**GOAL OF THE EXERCISE**. After reading the data below, copy out every line that contains the word "human".

Dataset entries
=======
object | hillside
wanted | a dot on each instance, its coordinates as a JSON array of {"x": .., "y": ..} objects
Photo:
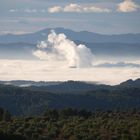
[{"x": 33, "y": 100}]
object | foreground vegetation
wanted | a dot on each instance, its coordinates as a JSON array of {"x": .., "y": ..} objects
[{"x": 72, "y": 124}]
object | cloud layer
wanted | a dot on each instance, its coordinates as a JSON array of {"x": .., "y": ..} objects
[
  {"x": 73, "y": 7},
  {"x": 51, "y": 71},
  {"x": 128, "y": 6},
  {"x": 58, "y": 48}
]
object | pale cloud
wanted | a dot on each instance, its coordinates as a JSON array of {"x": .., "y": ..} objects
[
  {"x": 73, "y": 7},
  {"x": 48, "y": 71},
  {"x": 55, "y": 9},
  {"x": 127, "y": 6},
  {"x": 28, "y": 10},
  {"x": 13, "y": 10}
]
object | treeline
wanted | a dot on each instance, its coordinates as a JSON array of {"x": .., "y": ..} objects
[
  {"x": 30, "y": 101},
  {"x": 73, "y": 124}
]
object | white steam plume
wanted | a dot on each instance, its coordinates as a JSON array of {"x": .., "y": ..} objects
[{"x": 58, "y": 48}]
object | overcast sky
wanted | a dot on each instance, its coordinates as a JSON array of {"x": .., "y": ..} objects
[{"x": 101, "y": 16}]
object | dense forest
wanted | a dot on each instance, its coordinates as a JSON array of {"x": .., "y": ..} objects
[
  {"x": 33, "y": 100},
  {"x": 70, "y": 111},
  {"x": 72, "y": 124}
]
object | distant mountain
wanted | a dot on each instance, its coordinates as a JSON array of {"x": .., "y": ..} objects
[
  {"x": 84, "y": 36},
  {"x": 70, "y": 86}
]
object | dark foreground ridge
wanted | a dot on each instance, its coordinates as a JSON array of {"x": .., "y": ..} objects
[
  {"x": 72, "y": 124},
  {"x": 34, "y": 99}
]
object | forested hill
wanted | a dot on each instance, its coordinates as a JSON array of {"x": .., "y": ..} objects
[{"x": 34, "y": 100}]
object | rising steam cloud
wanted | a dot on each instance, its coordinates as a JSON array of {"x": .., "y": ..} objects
[{"x": 58, "y": 48}]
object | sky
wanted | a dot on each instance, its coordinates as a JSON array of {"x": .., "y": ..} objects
[{"x": 101, "y": 16}]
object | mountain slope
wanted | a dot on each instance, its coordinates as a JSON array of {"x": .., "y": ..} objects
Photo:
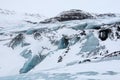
[{"x": 52, "y": 48}]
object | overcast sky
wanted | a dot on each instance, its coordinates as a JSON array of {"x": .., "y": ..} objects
[{"x": 53, "y": 7}]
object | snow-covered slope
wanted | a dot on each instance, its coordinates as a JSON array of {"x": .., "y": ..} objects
[{"x": 86, "y": 49}]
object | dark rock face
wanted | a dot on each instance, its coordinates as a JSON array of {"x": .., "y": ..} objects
[
  {"x": 17, "y": 41},
  {"x": 69, "y": 15},
  {"x": 63, "y": 42},
  {"x": 103, "y": 34}
]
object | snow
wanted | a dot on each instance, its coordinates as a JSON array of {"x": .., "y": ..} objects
[{"x": 41, "y": 63}]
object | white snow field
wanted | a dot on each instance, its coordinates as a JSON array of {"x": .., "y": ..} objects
[{"x": 86, "y": 49}]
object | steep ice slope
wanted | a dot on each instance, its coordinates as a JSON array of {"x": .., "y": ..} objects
[{"x": 55, "y": 47}]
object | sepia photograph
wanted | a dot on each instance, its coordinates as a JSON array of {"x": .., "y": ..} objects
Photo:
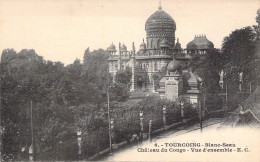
[{"x": 118, "y": 80}]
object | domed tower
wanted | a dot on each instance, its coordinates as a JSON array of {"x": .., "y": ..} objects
[
  {"x": 143, "y": 47},
  {"x": 160, "y": 25},
  {"x": 200, "y": 44},
  {"x": 177, "y": 47}
]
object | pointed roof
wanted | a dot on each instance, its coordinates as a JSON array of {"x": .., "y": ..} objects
[{"x": 200, "y": 42}]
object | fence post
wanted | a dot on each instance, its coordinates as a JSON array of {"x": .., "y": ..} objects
[{"x": 150, "y": 130}]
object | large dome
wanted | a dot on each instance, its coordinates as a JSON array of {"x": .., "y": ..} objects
[{"x": 160, "y": 25}]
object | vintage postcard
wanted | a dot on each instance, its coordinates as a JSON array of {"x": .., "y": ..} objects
[{"x": 118, "y": 80}]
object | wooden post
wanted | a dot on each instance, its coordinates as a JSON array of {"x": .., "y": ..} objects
[{"x": 150, "y": 130}]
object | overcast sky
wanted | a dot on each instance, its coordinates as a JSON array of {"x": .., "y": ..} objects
[{"x": 61, "y": 30}]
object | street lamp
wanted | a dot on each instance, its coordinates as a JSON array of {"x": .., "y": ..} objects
[
  {"x": 109, "y": 121},
  {"x": 182, "y": 110},
  {"x": 164, "y": 115},
  {"x": 79, "y": 132}
]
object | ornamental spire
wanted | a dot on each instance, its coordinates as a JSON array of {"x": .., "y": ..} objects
[{"x": 160, "y": 6}]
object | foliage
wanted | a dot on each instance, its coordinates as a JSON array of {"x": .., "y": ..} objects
[
  {"x": 63, "y": 99},
  {"x": 124, "y": 76}
]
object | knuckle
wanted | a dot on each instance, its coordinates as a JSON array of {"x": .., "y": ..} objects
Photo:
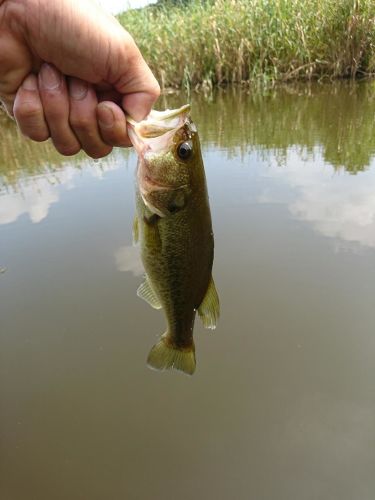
[
  {"x": 98, "y": 153},
  {"x": 80, "y": 123},
  {"x": 27, "y": 111},
  {"x": 155, "y": 90},
  {"x": 37, "y": 135},
  {"x": 67, "y": 149}
]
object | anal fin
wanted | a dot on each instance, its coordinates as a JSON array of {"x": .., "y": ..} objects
[
  {"x": 146, "y": 292},
  {"x": 209, "y": 310},
  {"x": 164, "y": 356}
]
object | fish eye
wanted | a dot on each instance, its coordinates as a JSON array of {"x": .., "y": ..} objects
[{"x": 184, "y": 150}]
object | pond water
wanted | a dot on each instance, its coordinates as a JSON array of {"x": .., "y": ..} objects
[{"x": 282, "y": 404}]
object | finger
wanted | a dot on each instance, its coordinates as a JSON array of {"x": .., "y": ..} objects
[
  {"x": 112, "y": 124},
  {"x": 83, "y": 118},
  {"x": 141, "y": 91},
  {"x": 139, "y": 87},
  {"x": 55, "y": 100},
  {"x": 28, "y": 110}
]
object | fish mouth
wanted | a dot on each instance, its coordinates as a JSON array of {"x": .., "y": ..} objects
[{"x": 156, "y": 132}]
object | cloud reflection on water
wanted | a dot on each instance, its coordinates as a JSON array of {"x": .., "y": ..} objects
[
  {"x": 36, "y": 195},
  {"x": 337, "y": 204}
]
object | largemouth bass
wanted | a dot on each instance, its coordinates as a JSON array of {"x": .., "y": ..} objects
[{"x": 173, "y": 226}]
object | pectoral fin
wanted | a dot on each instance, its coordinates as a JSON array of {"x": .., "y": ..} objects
[
  {"x": 209, "y": 310},
  {"x": 146, "y": 293},
  {"x": 135, "y": 230}
]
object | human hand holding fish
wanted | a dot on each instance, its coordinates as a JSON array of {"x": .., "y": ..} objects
[
  {"x": 68, "y": 70},
  {"x": 174, "y": 229}
]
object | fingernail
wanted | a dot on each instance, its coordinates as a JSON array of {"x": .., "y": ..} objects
[
  {"x": 78, "y": 89},
  {"x": 107, "y": 118},
  {"x": 50, "y": 77},
  {"x": 29, "y": 83}
]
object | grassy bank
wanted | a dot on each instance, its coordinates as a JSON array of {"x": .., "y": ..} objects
[{"x": 204, "y": 43}]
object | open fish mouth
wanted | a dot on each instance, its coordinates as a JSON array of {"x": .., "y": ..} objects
[{"x": 156, "y": 132}]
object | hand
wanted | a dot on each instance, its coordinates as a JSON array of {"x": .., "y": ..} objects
[{"x": 67, "y": 71}]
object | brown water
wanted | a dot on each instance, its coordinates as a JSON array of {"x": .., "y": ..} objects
[{"x": 282, "y": 405}]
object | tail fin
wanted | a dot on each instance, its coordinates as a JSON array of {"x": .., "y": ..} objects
[{"x": 164, "y": 355}]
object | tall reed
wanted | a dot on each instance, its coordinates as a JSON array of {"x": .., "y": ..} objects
[{"x": 204, "y": 43}]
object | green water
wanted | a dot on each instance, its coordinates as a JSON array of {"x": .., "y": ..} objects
[{"x": 282, "y": 405}]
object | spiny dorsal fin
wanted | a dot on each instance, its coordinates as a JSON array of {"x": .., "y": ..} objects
[
  {"x": 146, "y": 293},
  {"x": 209, "y": 310},
  {"x": 164, "y": 356},
  {"x": 135, "y": 230}
]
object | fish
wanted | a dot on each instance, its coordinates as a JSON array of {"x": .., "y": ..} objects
[{"x": 174, "y": 230}]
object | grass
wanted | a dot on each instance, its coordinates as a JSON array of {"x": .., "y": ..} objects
[{"x": 199, "y": 44}]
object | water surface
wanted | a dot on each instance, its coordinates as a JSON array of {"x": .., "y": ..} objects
[{"x": 282, "y": 405}]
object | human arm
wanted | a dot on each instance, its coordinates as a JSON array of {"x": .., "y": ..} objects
[{"x": 66, "y": 68}]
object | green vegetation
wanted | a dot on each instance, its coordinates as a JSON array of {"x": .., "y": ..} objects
[
  {"x": 204, "y": 43},
  {"x": 333, "y": 120}
]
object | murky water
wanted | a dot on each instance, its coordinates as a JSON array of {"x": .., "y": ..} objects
[{"x": 282, "y": 405}]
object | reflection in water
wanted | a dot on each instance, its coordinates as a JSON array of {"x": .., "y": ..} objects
[
  {"x": 173, "y": 225},
  {"x": 35, "y": 195},
  {"x": 337, "y": 205},
  {"x": 284, "y": 390},
  {"x": 128, "y": 259}
]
=======
**SOLUTION**.
object | human hand holding fish
object | human arm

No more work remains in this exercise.